Task details:
Print all the records below, word for word and in full.

-------- Data to process --------

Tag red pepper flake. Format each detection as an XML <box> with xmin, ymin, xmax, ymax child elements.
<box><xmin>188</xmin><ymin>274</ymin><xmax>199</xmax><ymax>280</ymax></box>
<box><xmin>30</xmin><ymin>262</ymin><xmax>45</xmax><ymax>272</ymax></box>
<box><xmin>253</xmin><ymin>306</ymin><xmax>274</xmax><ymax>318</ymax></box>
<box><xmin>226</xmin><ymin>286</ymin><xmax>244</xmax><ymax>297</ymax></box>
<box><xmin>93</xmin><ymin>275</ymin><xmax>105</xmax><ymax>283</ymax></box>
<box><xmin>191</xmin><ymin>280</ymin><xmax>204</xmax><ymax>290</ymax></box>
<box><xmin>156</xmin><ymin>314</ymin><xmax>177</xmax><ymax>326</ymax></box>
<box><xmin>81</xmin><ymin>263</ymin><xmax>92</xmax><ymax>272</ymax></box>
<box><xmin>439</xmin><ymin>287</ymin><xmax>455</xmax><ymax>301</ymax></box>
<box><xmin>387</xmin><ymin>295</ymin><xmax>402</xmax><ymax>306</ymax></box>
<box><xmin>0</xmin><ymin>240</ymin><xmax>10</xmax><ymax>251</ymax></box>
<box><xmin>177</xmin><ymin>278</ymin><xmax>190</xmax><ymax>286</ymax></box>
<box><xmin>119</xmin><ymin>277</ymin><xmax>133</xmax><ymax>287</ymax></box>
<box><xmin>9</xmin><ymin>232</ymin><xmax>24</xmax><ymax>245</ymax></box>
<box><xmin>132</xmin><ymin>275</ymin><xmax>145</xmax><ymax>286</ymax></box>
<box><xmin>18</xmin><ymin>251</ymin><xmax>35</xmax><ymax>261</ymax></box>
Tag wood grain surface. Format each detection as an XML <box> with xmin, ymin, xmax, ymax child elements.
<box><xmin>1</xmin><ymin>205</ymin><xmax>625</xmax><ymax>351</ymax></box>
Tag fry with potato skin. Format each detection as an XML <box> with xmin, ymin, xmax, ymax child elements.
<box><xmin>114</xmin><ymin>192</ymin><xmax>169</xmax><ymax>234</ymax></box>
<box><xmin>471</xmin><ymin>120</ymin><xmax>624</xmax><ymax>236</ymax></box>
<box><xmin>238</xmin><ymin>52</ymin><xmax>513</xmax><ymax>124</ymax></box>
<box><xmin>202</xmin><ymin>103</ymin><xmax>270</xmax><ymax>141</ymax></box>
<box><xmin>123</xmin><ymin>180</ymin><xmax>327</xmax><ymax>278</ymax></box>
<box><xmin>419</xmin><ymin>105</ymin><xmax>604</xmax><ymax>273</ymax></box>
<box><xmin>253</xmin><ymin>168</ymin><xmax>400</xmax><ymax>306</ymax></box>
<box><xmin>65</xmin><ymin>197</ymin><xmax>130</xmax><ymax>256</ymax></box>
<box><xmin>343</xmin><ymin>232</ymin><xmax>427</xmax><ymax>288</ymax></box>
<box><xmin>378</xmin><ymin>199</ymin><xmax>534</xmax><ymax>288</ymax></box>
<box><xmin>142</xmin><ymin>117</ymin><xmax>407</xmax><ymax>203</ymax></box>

--------

Exercise answer:
Tag red pepper flake. Format each detection as an XML <box> with xmin, ymin, xmax, ymax child elements.
<box><xmin>188</xmin><ymin>274</ymin><xmax>199</xmax><ymax>280</ymax></box>
<box><xmin>30</xmin><ymin>262</ymin><xmax>45</xmax><ymax>272</ymax></box>
<box><xmin>253</xmin><ymin>306</ymin><xmax>274</xmax><ymax>318</ymax></box>
<box><xmin>226</xmin><ymin>286</ymin><xmax>244</xmax><ymax>297</ymax></box>
<box><xmin>93</xmin><ymin>275</ymin><xmax>105</xmax><ymax>283</ymax></box>
<box><xmin>191</xmin><ymin>280</ymin><xmax>204</xmax><ymax>290</ymax></box>
<box><xmin>156</xmin><ymin>314</ymin><xmax>177</xmax><ymax>326</ymax></box>
<box><xmin>81</xmin><ymin>263</ymin><xmax>92</xmax><ymax>272</ymax></box>
<box><xmin>439</xmin><ymin>287</ymin><xmax>455</xmax><ymax>301</ymax></box>
<box><xmin>387</xmin><ymin>295</ymin><xmax>402</xmax><ymax>306</ymax></box>
<box><xmin>0</xmin><ymin>240</ymin><xmax>10</xmax><ymax>251</ymax></box>
<box><xmin>177</xmin><ymin>278</ymin><xmax>190</xmax><ymax>286</ymax></box>
<box><xmin>119</xmin><ymin>277</ymin><xmax>133</xmax><ymax>287</ymax></box>
<box><xmin>9</xmin><ymin>232</ymin><xmax>24</xmax><ymax>245</ymax></box>
<box><xmin>132</xmin><ymin>275</ymin><xmax>145</xmax><ymax>286</ymax></box>
<box><xmin>18</xmin><ymin>251</ymin><xmax>35</xmax><ymax>261</ymax></box>
Tag wood grain surface. Format each detection as an XML <box> with xmin, ymin, xmax, ymax child elements.
<box><xmin>1</xmin><ymin>205</ymin><xmax>625</xmax><ymax>351</ymax></box>
Tag fry with potato skin. Format each detection as an XML <box> with xmin, ymin, xmax, ymax child elements.
<box><xmin>114</xmin><ymin>192</ymin><xmax>169</xmax><ymax>234</ymax></box>
<box><xmin>471</xmin><ymin>120</ymin><xmax>624</xmax><ymax>236</ymax></box>
<box><xmin>238</xmin><ymin>52</ymin><xmax>513</xmax><ymax>124</ymax></box>
<box><xmin>202</xmin><ymin>103</ymin><xmax>270</xmax><ymax>141</ymax></box>
<box><xmin>123</xmin><ymin>180</ymin><xmax>327</xmax><ymax>278</ymax></box>
<box><xmin>419</xmin><ymin>105</ymin><xmax>604</xmax><ymax>273</ymax></box>
<box><xmin>253</xmin><ymin>168</ymin><xmax>400</xmax><ymax>306</ymax></box>
<box><xmin>65</xmin><ymin>197</ymin><xmax>130</xmax><ymax>256</ymax></box>
<box><xmin>343</xmin><ymin>232</ymin><xmax>427</xmax><ymax>288</ymax></box>
<box><xmin>378</xmin><ymin>199</ymin><xmax>534</xmax><ymax>288</ymax></box>
<box><xmin>142</xmin><ymin>117</ymin><xmax>407</xmax><ymax>203</ymax></box>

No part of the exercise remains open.